◆ Aim of the exercise: Nothing should differ. Repeat every record as written.

** Opening Data shown block **

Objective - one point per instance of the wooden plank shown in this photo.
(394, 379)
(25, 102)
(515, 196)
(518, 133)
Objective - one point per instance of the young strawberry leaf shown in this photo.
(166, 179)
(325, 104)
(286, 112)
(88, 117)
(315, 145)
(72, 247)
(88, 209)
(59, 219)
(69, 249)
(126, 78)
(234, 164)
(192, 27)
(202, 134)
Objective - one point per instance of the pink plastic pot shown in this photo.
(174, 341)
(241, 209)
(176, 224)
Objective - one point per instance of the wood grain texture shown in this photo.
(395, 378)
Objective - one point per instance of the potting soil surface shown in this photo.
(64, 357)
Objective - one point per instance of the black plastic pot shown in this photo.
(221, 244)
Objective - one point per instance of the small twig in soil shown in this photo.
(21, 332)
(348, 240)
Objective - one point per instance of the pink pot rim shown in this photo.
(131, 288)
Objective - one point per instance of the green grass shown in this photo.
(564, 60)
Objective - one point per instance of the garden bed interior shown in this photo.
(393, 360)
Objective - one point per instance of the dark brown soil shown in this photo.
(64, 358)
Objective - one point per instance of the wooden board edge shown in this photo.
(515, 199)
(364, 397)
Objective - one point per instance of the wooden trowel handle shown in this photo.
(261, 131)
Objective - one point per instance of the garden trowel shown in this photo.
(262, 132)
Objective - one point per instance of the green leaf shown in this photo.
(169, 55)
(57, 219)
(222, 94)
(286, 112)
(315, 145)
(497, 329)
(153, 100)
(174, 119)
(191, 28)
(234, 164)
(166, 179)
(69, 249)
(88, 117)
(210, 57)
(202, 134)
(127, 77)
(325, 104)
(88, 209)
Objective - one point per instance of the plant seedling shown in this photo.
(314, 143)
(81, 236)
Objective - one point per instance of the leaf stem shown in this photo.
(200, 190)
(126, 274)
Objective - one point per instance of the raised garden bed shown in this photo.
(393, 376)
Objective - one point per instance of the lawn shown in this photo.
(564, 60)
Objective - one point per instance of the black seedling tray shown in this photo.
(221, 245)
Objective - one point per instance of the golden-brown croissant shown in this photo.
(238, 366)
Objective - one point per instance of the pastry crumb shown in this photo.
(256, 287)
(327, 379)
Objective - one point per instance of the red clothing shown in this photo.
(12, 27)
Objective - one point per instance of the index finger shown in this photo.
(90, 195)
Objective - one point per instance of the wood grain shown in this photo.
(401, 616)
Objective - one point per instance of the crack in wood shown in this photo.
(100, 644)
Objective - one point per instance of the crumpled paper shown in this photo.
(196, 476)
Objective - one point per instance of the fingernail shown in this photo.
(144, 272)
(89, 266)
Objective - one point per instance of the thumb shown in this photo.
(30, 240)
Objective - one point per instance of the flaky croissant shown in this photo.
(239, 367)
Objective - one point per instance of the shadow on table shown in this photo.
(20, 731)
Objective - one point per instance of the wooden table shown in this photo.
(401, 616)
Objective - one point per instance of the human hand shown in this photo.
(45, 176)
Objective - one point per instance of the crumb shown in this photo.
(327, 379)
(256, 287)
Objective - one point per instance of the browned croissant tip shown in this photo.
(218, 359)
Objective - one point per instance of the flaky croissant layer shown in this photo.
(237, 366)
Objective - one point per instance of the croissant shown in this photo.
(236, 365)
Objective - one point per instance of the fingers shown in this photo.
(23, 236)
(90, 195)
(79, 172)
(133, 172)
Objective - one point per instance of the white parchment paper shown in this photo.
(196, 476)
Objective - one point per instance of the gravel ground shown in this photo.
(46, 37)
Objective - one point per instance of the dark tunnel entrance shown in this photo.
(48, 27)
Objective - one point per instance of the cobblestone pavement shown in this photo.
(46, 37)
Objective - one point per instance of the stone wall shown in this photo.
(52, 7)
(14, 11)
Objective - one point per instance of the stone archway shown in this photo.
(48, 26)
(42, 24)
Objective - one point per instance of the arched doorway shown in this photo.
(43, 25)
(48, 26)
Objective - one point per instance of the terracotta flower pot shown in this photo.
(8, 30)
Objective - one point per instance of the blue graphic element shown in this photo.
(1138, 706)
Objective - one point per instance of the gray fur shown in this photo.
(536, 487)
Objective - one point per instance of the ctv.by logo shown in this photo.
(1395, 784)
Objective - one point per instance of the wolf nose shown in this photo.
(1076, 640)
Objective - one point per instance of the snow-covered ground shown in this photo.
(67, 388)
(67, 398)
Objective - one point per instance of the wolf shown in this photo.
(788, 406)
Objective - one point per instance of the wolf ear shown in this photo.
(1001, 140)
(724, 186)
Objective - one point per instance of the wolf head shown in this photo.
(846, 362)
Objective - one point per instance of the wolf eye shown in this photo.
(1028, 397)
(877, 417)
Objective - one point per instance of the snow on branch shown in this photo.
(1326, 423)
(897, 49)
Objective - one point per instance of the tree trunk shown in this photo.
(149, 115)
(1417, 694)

** Closing Data shown block **

◆ Response to the task:
Objective - one point per instance of the wooden plank shown in this photo.
(394, 379)
(25, 102)
(515, 196)
(518, 133)
Objective - one point per instance of the young strawberry leaf shown in this photo.
(166, 179)
(325, 104)
(286, 112)
(88, 117)
(315, 145)
(72, 247)
(88, 209)
(59, 219)
(69, 249)
(126, 78)
(234, 164)
(192, 27)
(202, 134)
Objective - one point per instance of the pink plastic pot shown in this photo.
(174, 341)
(241, 209)
(176, 224)
Objective - one point per instance of the wood grain texture shown in this photo.
(395, 378)
Objective - one point per instance of the potting soil surface shown in this photo.
(64, 357)
Objective - one point per instance of the black plastic pot shown in this photo.
(221, 244)
Objective - one point per instance of the small twig in soil shown in this photo.
(21, 332)
(348, 240)
Objective - one point per instance of the pink pot rim shown in this photo.
(131, 288)
Objective - one point per instance of the green grass shown in this photo.
(564, 60)
Objective - one point per instance of the garden bed interior shown in this photo.
(393, 360)
Objective - one point per instance of the dark brown soil shown in this photo.
(64, 358)
Objective - one point per instance of the wooden board edge shown in this photo.
(515, 199)
(364, 397)
Objective - one point per instance of the wooden trowel handle shown in this photo.
(261, 131)
Objective - one point per instance of the garden trowel shown in this photo.
(262, 132)
Objective - one point per instance of the green leaf shown in this photo.
(169, 55)
(57, 219)
(222, 94)
(286, 112)
(315, 145)
(497, 329)
(153, 100)
(174, 119)
(191, 28)
(234, 164)
(166, 179)
(69, 249)
(88, 117)
(210, 57)
(202, 134)
(127, 77)
(325, 104)
(88, 209)
Objective - one point per instance of the plant seedling shown in this photo.
(314, 143)
(81, 236)
Objective - one point per instance of the leaf stem shown in this photo.
(200, 190)
(126, 274)
Objective - one point per instance of the raised garden bed shown in this photo.
(393, 376)
Objective - one point per instance of the lawn shown in this photo.
(564, 60)
Objective - one point per instance of the black seedling tray shown in this photo.
(221, 245)
Objective - one point per instance of the golden-brown croissant shown in this photo.
(238, 366)
Objective - one point per instance of the pastry crumb shown in this photo.
(256, 287)
(327, 379)
Objective - one point per instance of the red clothing shown in this photo.
(12, 27)
Objective - one point per instance of the index finger shown in this photo.
(90, 195)
Objective - one point per instance of the wood grain shown in this photo.
(401, 616)
Objective - one point per instance of the crack in wood shown in this photo.
(100, 644)
Objective - one point per instance of the crumpled paper shown in this photo.
(196, 476)
Objective - one point per instance of the fingernail shown in this photo.
(144, 272)
(89, 266)
Objective - one point per instance of the thumb shown in this photo.
(30, 240)
Objective - one point per instance of the flaky croissant shown in this photo.
(239, 367)
Objective - one point per instance of the shadow on table shown in this photo.
(20, 731)
Objective - one point per instance of the wooden table shown in this photo.
(401, 616)
Objective - one point per instance of the human hand shown in this photo.
(45, 176)
Objective - one point per instance of the crumb shown in this photo.
(327, 379)
(256, 287)
Objective - one point per instance of the browned croissant tip shown in this photo.
(218, 359)
Objective - one point per instance of the flaky croissant layer shown in this photo.
(237, 366)
Objective - one point per instance of the croissant shown in this photo.
(236, 365)
Objective - one point per instance of the fingers shown in this photo.
(23, 236)
(90, 195)
(79, 172)
(133, 172)
Objective - one point per instance of the white parchment paper shown in this photo.
(196, 476)
Objective - one point per instance of the gravel ground shown in this photo.
(46, 37)
Objective - one point per instance of the dark tunnel entrance shown in this photo.
(48, 27)
Objective - one point per instance of the cobblestone pavement shown in this photo.
(46, 37)
Objective - one point per instance of the stone wall shown in this photo.
(52, 7)
(14, 11)
Objective - one point per instance of the stone archway shown in this photo.
(48, 26)
(42, 24)
Objective - one point per instance of the arched doorway shown in this photo.
(43, 25)
(48, 26)
Objective - one point per instance of the terracotta flower pot shown in this photo.
(8, 30)
Objective - one point per instance of the blue graphic element shown in this photo.
(1138, 706)
Objective - one point per instance of the gray fur shown in this photo.
(536, 487)
Objective - one point per instance of the ctv.by logo shown in this photo.
(1395, 784)
Objective - one point per instance of the wolf nose shown in this photo.
(1076, 640)
Objective - one point per instance of the snow-covered ground shown in this photo.
(67, 388)
(67, 398)
Objective - one point per instance of the wolf shown in this photo.
(788, 406)
Objective - one point per instance of the wolf ear shown in this photo.
(1001, 140)
(724, 186)
Objective - one point per instance of the wolf head shown in this photo.
(846, 362)
Objective - one point per instance of the wolf eye shown in this photo.
(1028, 397)
(877, 417)
Objective - one point per instance of the snow on branch shown in this photo.
(1326, 423)
(897, 49)
Objective - one point per instance of the tree trunk shown in this photo.
(149, 115)
(1417, 694)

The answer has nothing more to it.